#### Problem details:
Please rewrite the lines that open with the one containing "This quickstart shows" and close with the one containing "Outline every instance of the utility pole.", putting "street lamp" wherever "utility pole" appears and changing nothing else.
** BEGIN **
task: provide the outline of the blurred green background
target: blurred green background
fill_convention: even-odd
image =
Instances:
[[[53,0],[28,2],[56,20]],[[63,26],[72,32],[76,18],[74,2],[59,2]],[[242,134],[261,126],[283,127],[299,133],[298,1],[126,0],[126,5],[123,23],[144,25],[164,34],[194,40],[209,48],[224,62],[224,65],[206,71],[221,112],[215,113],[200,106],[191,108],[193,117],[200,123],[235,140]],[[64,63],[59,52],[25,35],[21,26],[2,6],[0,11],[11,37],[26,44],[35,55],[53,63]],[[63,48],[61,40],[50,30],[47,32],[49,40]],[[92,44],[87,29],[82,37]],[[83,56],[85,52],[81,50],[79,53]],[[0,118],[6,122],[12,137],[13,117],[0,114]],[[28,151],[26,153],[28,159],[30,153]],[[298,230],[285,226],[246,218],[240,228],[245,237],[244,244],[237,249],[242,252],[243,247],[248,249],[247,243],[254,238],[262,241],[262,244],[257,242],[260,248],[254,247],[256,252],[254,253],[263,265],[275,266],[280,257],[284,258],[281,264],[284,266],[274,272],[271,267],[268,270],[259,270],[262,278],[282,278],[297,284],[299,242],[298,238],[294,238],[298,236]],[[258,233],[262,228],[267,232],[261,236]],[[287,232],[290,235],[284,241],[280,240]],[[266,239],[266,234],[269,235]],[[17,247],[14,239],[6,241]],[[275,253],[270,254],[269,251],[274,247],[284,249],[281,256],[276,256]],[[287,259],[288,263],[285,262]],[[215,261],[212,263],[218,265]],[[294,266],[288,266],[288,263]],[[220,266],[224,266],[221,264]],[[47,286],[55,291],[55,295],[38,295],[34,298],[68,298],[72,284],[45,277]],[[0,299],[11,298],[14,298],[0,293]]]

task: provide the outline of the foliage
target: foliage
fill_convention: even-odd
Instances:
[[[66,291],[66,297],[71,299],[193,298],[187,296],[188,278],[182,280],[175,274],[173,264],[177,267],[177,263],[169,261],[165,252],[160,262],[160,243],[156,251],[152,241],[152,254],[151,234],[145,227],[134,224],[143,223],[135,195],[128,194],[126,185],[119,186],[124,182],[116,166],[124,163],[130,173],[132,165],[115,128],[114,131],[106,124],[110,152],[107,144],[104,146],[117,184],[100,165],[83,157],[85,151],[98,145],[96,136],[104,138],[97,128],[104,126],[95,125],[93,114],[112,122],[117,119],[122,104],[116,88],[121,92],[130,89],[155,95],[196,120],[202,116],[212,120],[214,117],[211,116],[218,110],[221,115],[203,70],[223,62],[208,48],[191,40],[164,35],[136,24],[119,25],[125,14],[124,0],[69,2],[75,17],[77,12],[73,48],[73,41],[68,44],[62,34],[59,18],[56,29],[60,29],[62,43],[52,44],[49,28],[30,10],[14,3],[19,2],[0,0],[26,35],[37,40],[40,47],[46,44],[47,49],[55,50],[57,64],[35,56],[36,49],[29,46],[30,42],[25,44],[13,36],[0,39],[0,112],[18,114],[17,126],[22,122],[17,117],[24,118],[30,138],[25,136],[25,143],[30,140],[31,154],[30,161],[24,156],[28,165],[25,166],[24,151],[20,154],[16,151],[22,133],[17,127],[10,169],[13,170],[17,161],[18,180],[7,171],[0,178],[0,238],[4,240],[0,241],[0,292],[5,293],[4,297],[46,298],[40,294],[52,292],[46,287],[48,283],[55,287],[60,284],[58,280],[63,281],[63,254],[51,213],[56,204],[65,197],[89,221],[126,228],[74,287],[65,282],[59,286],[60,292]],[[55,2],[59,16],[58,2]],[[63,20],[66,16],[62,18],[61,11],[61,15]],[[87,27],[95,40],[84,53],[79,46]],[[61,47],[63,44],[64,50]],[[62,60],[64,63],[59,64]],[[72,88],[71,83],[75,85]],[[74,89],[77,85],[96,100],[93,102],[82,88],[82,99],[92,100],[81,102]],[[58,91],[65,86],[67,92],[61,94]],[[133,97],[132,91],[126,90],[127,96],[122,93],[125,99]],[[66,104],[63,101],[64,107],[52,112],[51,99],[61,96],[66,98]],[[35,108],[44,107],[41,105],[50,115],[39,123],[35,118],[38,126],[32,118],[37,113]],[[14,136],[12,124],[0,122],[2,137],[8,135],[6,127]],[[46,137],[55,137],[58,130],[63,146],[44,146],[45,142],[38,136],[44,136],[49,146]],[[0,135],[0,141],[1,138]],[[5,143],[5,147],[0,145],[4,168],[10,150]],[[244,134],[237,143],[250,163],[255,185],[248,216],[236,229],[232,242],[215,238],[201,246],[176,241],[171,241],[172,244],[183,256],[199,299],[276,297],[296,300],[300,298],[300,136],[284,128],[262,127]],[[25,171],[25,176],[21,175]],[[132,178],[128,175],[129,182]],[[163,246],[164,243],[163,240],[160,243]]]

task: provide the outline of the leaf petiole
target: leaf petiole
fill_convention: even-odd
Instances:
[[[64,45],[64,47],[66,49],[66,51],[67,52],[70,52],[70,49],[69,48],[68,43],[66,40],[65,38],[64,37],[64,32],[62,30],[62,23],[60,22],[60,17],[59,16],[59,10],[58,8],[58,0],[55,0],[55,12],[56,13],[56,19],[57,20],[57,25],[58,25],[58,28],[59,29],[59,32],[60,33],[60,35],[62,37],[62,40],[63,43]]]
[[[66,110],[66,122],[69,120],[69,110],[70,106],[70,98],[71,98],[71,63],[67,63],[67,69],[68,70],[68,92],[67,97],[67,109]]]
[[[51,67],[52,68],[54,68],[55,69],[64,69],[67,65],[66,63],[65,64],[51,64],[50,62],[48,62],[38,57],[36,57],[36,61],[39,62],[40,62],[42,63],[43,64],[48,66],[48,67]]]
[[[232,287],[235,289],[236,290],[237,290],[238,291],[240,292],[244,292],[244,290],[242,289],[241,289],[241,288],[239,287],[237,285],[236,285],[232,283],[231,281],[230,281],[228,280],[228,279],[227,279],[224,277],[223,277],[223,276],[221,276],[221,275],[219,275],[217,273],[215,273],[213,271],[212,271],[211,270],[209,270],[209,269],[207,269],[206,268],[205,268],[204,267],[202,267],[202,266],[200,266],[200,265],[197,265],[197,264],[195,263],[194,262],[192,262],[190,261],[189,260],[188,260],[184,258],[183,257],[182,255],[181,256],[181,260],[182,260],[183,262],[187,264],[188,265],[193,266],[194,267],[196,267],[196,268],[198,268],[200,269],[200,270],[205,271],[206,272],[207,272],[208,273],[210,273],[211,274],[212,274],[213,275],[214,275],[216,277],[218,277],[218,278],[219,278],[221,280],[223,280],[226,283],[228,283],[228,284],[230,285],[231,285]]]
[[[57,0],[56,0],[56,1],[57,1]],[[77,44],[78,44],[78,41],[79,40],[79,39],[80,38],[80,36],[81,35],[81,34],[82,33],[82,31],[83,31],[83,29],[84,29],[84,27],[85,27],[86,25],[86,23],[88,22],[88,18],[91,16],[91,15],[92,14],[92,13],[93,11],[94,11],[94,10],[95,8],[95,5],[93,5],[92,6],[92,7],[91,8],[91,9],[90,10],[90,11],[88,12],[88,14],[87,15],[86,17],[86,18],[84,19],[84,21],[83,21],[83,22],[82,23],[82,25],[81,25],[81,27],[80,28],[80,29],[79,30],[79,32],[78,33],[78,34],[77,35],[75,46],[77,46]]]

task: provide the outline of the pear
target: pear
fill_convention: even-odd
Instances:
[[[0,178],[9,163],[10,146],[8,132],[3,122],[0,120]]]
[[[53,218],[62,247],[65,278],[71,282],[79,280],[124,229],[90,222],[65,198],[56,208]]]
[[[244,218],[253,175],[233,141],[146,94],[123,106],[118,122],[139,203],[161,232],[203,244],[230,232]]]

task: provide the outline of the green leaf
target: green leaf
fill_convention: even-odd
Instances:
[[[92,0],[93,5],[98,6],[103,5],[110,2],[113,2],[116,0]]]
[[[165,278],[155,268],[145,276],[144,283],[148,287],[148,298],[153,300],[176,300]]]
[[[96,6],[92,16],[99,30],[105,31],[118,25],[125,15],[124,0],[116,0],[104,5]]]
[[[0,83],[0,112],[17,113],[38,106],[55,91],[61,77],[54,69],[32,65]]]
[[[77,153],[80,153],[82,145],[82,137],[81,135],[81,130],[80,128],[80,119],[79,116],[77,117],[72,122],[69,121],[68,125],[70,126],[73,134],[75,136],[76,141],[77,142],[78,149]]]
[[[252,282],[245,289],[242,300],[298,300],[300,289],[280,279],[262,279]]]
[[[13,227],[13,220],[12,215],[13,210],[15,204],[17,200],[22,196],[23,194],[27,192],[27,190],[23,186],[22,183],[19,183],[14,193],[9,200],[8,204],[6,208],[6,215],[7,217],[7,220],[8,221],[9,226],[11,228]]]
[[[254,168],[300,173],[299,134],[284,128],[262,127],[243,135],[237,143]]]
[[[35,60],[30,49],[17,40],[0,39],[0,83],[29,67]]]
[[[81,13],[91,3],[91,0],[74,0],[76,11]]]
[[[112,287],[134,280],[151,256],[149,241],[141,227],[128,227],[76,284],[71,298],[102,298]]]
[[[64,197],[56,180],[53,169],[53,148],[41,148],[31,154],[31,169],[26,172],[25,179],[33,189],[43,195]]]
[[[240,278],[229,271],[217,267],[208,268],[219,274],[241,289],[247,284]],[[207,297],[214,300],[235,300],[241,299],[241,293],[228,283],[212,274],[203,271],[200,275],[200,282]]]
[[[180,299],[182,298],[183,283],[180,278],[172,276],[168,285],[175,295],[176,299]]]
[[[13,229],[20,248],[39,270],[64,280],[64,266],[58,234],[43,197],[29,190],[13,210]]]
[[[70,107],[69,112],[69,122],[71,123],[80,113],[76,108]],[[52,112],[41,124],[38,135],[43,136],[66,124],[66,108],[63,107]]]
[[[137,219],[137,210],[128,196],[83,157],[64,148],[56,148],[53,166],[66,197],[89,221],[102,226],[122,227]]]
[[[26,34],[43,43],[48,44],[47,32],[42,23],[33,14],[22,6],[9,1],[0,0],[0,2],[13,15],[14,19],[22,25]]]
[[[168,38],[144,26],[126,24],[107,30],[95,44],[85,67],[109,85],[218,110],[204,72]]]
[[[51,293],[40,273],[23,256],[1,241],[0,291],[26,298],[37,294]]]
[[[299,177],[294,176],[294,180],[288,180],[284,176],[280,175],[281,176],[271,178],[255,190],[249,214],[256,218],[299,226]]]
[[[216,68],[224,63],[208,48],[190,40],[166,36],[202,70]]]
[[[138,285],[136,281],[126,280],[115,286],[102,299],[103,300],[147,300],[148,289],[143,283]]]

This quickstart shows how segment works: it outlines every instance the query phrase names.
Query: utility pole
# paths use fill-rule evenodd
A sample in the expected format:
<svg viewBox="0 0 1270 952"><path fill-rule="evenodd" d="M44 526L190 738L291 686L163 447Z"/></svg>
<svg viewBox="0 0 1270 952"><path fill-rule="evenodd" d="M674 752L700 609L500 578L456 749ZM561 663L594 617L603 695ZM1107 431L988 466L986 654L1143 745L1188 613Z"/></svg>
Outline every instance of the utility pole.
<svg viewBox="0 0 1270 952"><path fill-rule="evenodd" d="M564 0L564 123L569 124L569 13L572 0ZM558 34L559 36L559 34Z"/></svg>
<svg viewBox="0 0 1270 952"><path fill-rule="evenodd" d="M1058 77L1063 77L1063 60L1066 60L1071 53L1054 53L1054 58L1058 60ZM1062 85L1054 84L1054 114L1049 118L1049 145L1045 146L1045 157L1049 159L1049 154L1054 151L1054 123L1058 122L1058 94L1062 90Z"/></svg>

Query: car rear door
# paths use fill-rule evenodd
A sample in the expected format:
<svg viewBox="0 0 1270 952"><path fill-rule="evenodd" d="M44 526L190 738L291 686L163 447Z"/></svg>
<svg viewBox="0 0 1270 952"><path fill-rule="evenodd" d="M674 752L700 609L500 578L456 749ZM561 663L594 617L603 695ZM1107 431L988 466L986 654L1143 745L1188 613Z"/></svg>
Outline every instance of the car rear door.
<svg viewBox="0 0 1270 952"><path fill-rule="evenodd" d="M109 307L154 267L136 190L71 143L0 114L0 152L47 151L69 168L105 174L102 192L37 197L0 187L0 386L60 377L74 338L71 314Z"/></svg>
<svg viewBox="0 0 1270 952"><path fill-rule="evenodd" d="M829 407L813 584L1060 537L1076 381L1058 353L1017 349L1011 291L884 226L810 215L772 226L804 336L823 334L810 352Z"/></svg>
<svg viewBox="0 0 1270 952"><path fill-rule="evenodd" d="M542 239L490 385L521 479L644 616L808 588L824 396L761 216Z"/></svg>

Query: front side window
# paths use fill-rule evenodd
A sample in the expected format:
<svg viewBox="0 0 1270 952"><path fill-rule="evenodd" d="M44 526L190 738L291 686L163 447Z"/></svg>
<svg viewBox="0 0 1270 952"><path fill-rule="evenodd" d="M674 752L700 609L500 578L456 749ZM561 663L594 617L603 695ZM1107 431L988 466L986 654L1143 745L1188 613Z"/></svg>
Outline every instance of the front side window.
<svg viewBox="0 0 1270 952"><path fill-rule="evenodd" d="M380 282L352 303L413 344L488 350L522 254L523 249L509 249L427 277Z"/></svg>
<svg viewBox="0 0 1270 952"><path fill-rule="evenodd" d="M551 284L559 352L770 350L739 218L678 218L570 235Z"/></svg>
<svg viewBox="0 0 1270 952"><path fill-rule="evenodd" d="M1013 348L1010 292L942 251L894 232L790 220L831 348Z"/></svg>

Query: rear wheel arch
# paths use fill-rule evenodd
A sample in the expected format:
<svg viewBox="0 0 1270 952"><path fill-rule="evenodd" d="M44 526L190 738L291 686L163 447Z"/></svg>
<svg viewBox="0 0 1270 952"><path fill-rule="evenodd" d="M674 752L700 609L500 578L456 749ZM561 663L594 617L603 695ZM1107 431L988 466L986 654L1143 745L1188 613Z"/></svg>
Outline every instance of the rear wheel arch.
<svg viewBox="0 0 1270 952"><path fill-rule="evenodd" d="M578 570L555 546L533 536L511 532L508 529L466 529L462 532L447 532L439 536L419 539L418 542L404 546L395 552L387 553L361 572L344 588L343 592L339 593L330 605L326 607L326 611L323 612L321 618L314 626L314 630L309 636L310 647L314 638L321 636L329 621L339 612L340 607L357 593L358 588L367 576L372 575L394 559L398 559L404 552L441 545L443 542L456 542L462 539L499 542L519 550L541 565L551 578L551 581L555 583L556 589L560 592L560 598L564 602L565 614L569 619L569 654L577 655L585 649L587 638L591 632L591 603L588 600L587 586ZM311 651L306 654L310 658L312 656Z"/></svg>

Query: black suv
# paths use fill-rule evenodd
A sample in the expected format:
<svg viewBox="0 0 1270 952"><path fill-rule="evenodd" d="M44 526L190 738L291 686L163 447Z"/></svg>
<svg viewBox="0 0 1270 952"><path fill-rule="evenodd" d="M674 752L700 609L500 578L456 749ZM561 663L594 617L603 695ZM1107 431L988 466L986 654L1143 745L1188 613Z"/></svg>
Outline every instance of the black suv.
** END **
#### Finished answer:
This quickstart shows how segment works: it outlines every instance the query phrase names.
Query: street lamp
# paths use fill-rule evenodd
A sample in the expected format:
<svg viewBox="0 0 1270 952"><path fill-rule="evenodd" d="M44 526L190 738L291 686L163 447Z"/></svg>
<svg viewBox="0 0 1270 952"><path fill-rule="evenodd" d="M674 752L700 609L500 578L456 749ZM561 663L594 617L603 695ZM1107 431L988 466L986 654L1143 745L1188 613Z"/></svg>
Outline every instance of the street lamp.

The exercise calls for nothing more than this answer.